Extracted information:

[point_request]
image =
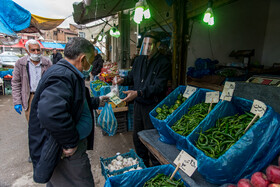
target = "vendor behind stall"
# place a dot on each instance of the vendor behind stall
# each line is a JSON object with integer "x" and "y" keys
{"x": 149, "y": 76}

Exercise details: Print the data above again, line for line and without changes, but leave out the pictures.

Exercise answer:
[point_request]
image =
target = "vendor behind stall"
# place a dot on each instance of the vendor behind stall
# each line is a JSON object with integer "x" and "y" keys
{"x": 149, "y": 76}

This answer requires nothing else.